Supplied information:
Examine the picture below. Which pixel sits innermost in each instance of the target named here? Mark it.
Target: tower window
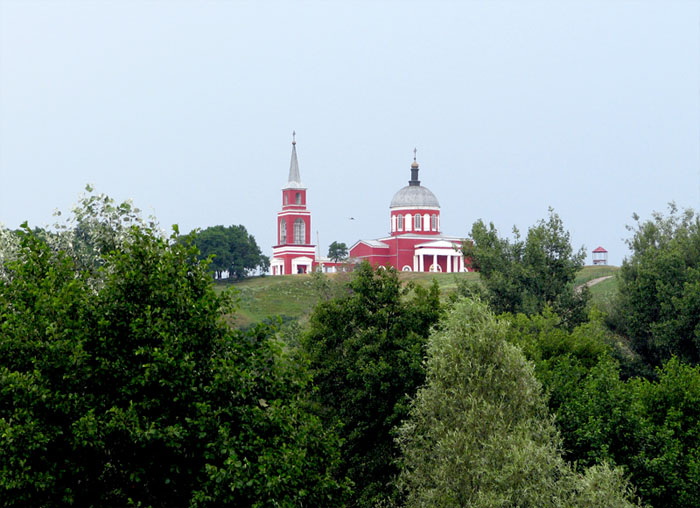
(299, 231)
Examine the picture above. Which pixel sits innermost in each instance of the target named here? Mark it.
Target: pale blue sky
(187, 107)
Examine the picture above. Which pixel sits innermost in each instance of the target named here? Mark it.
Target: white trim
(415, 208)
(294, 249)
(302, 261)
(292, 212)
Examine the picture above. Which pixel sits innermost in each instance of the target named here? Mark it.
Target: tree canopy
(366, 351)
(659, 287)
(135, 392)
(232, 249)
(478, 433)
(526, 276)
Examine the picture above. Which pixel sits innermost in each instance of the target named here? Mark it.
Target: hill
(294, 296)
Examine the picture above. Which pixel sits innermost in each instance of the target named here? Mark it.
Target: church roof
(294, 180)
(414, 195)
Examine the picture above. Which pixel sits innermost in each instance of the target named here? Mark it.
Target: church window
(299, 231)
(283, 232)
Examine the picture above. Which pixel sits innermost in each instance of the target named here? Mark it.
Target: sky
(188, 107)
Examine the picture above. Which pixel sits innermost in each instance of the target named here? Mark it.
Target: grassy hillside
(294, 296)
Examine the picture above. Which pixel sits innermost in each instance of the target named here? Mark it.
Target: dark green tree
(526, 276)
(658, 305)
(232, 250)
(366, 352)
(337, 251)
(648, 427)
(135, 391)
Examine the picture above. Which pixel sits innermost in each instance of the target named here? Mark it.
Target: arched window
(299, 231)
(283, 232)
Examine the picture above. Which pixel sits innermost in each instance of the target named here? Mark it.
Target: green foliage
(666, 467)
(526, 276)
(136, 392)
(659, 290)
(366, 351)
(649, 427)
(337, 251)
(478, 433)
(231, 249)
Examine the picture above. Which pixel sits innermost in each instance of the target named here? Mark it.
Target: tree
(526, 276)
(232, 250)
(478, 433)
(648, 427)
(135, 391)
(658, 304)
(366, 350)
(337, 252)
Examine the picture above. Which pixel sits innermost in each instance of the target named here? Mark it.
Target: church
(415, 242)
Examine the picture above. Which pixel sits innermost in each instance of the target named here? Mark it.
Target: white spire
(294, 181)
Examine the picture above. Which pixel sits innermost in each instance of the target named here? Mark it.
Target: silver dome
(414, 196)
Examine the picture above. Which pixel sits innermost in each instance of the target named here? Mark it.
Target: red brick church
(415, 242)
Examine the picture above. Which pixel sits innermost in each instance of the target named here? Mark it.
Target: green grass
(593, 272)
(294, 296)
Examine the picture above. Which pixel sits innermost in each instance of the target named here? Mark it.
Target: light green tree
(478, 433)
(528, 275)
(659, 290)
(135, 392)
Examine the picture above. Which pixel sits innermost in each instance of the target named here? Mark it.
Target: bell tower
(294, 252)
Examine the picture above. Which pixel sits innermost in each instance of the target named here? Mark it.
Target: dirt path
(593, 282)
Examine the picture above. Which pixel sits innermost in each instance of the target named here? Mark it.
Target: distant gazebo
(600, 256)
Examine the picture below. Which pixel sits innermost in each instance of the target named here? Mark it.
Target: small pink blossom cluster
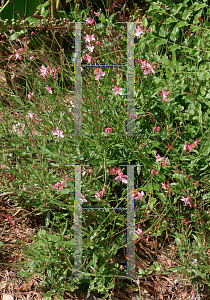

Exercise goal: What you return must match the records line for line, with the pictures left out.

Exercise solution:
Examine the picture below. Which pixel sits innermost in each instance of the target named here? Mark it.
Target: tower window
(299, 231)
Examine the picture above. Which pixel sits innermost in each instance of the target named here? Mark it.
Target: pale blue sky
(187, 107)
Examine the picture above. Which pixel sits innermost in each instance of the target named here? Mark it.
Target: white trim
(415, 208)
(294, 249)
(302, 261)
(292, 212)
Examine the picture above. Which pixel sits innermost in each instance of the target named here? Mark it.
Target: tree canopy
(366, 351)
(659, 287)
(135, 392)
(232, 249)
(478, 433)
(526, 276)
Examine the picture above. Which pixel sits innermost in each instance of the target named here? Mark it.
Target: hill
(294, 296)
Examine the picture above. Which pixel sits innermost in each instance of the target named here? Mark it.
Target: church roof
(294, 180)
(414, 195)
Examine the picture above. Which pixel sits innermost in each instance of the target named here? Mark it.
Target: church window
(299, 231)
(283, 232)
Examine the picture above. Which pixel sits innermost in each instance of the target named here? Mark it.
Target: sky
(188, 107)
Examine the picture above. Which pixel sits innermost in each instance of the target named here? Mark it.
Target: grassy hillside
(294, 296)
Examine the picture above. Which pixel sits innermost in each instance of the target named here? Mark it.
Target: dark green tree
(526, 276)
(658, 305)
(232, 250)
(366, 352)
(337, 251)
(648, 427)
(135, 391)
Examine the picture above. Which pixel sits innermost in each instance of the target named here? Mark it.
Target: arched window
(299, 231)
(283, 232)
Examine the picture above. Which pixel sits innermost in each instance of the target named here? Mark it.
Target: green foliage
(666, 467)
(526, 276)
(136, 392)
(659, 290)
(366, 351)
(649, 427)
(337, 251)
(478, 433)
(231, 249)
Examine the picture above. Which pixel sits innermost in each instance of the target named here? Mark it.
Target: tree
(526, 276)
(232, 250)
(478, 433)
(648, 427)
(135, 391)
(658, 304)
(366, 350)
(337, 252)
Examine the picture above. Which pixel sits innermost in each instance of the target named here? Mark it.
Target: church
(415, 242)
Examine the picture above. Which pixel sits innermost in each instance of the target named here? Mark it.
Target: white spire
(294, 181)
Examine the picture above. Which pixel sits innermost in each instance of the target named here? Mark it.
Target: silver dome
(414, 196)
Examine the picture above. Which pixel sits innermost in each instance of the target named here? Mark it.
Target: red brick church
(415, 242)
Examine the picture above. Which pixel sits innermost in each instance of the target named here? Mark it.
Target: green grass
(593, 272)
(294, 296)
Examine the picture above. Which pixel sits innermost in each instance of the target named here? Mark it.
Target: light green tree
(478, 433)
(528, 275)
(659, 290)
(135, 392)
Examine the picture above. Which pixel sits innermost in each instance of the target named here? Mark it.
Target: bell tower
(294, 252)
Examine the picture above. Which pixel sits innermost in each instance of the target named here? Mark it.
Target: dirt path
(593, 282)
Examine the picture above. Which pixel sits innermost in each instance of the target named here? Mark it.
Target: distant gazebo
(600, 256)
Examine the picture below. Which pixel sits innermost in each instance of the target named here? Mark it.
Target: small pink blossom cluster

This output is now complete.